Task to complete – Rewrite the lines from the one containing "shaped like [123,78]." through the end of the records, both included, with "barrier" changed to "railing" and nothing else altered.

Given information –
════════
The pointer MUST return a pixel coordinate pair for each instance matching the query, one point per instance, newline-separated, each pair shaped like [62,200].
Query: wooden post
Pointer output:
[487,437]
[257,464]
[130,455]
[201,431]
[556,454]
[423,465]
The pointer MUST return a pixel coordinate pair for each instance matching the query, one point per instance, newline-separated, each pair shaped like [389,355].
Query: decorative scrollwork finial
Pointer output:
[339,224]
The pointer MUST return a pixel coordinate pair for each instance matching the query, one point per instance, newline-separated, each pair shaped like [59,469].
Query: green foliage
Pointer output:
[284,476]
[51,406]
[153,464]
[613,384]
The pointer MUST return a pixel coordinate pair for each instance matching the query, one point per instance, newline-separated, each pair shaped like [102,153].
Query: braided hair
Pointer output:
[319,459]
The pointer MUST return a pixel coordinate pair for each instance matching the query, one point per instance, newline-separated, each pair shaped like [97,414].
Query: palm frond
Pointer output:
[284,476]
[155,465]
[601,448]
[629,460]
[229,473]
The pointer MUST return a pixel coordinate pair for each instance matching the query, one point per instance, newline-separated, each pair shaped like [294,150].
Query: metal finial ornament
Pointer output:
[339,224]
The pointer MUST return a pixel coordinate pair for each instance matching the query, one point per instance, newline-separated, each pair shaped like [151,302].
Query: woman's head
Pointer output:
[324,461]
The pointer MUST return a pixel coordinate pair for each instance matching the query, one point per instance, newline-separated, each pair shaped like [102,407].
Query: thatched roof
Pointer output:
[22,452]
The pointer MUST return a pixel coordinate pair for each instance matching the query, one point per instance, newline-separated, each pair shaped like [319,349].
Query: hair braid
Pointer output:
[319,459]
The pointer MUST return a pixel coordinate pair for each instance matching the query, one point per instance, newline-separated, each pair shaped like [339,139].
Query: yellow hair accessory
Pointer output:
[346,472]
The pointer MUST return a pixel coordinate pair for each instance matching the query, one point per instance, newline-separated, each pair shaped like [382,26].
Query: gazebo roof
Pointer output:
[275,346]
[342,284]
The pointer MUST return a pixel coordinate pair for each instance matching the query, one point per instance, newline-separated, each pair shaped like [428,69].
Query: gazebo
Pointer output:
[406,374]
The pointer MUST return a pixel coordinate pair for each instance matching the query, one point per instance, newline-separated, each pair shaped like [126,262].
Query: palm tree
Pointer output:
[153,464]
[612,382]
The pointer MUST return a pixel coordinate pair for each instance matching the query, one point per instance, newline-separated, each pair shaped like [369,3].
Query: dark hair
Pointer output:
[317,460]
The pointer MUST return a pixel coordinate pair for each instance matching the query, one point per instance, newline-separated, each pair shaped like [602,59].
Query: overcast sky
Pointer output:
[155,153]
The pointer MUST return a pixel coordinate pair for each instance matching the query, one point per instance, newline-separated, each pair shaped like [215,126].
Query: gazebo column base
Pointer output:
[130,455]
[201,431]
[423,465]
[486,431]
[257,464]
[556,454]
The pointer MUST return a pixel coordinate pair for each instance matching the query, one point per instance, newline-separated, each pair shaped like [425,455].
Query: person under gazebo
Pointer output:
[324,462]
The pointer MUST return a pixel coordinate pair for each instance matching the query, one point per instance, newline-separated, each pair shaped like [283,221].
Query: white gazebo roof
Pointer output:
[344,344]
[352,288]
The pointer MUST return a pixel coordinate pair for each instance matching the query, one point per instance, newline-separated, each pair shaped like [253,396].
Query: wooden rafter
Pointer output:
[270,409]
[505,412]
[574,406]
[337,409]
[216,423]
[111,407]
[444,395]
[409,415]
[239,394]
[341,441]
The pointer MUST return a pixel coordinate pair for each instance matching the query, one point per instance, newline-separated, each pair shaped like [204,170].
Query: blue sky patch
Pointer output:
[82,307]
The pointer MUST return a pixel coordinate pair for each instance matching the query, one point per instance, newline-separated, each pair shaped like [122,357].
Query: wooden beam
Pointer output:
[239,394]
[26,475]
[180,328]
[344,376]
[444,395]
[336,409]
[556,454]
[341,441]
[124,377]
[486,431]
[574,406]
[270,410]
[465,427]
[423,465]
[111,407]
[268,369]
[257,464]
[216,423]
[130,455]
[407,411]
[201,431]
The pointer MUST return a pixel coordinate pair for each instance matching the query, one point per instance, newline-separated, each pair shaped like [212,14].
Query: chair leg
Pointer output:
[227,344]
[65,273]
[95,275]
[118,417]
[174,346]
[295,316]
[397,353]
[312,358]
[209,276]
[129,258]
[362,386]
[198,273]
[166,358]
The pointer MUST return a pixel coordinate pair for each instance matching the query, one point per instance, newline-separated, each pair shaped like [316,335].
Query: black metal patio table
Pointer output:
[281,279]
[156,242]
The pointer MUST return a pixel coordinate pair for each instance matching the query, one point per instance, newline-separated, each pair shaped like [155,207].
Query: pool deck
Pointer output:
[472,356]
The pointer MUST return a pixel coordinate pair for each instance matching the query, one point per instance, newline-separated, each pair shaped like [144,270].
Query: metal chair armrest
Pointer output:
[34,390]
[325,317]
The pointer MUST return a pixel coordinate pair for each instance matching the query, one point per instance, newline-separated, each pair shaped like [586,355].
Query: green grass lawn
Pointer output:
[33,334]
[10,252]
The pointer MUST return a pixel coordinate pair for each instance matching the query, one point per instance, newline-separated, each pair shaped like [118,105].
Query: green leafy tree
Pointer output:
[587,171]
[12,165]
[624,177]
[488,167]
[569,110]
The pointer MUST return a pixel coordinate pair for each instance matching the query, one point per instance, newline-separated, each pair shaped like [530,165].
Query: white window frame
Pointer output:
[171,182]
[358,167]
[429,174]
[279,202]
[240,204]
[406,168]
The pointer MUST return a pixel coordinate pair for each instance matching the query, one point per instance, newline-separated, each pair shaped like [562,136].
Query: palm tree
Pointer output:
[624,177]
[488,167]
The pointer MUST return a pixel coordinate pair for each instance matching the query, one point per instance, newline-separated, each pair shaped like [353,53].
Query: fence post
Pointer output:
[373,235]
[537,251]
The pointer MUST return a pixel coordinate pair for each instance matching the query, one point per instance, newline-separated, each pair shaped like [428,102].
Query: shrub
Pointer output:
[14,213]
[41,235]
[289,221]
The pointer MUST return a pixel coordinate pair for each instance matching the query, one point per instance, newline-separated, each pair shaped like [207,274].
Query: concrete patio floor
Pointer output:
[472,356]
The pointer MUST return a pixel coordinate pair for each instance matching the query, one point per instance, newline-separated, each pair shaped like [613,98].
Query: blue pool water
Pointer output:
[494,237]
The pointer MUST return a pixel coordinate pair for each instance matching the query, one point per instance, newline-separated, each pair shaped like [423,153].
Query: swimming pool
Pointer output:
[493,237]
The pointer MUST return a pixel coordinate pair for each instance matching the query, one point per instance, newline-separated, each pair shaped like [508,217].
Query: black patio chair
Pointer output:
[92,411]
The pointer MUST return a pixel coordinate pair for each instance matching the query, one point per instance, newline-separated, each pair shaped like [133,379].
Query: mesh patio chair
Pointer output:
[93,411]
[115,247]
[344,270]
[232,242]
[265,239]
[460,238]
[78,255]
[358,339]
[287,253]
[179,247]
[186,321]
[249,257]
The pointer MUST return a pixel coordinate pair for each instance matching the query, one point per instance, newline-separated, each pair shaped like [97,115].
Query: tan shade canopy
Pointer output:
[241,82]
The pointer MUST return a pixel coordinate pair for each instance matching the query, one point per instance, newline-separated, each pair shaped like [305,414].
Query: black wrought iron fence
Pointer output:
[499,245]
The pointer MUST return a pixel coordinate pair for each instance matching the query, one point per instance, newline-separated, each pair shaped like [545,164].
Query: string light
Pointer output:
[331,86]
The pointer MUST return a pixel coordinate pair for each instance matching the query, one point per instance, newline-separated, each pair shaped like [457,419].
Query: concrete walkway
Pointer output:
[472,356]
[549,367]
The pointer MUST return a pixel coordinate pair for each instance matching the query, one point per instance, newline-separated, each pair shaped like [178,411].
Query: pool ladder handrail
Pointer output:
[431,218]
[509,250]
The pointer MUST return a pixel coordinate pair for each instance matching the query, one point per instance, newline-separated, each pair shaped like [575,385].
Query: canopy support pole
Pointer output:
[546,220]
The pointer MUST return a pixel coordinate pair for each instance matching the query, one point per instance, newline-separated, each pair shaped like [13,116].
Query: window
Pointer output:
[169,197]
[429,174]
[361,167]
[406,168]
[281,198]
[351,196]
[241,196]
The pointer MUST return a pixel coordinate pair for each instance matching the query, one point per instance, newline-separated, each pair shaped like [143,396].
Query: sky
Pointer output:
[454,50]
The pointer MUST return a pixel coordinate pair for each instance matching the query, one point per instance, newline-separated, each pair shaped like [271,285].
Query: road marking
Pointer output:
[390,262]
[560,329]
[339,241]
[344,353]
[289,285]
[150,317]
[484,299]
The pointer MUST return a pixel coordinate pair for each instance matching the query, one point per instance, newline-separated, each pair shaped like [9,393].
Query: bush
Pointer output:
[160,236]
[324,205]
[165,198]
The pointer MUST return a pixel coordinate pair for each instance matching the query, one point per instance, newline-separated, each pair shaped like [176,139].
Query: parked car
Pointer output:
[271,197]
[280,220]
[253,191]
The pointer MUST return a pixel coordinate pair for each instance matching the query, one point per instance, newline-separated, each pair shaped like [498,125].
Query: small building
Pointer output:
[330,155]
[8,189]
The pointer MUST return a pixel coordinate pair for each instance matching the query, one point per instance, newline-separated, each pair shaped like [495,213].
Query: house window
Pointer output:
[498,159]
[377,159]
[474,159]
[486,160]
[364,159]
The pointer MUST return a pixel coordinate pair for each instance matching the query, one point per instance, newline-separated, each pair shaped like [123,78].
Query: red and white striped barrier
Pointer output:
════════
Complete response –
The pointer MUST return a pixel coordinate pair for each instance matching the query, one point per instance, newline-separated, each pair shaped like [123,78].
Query: red and white striped railing
Pointer output:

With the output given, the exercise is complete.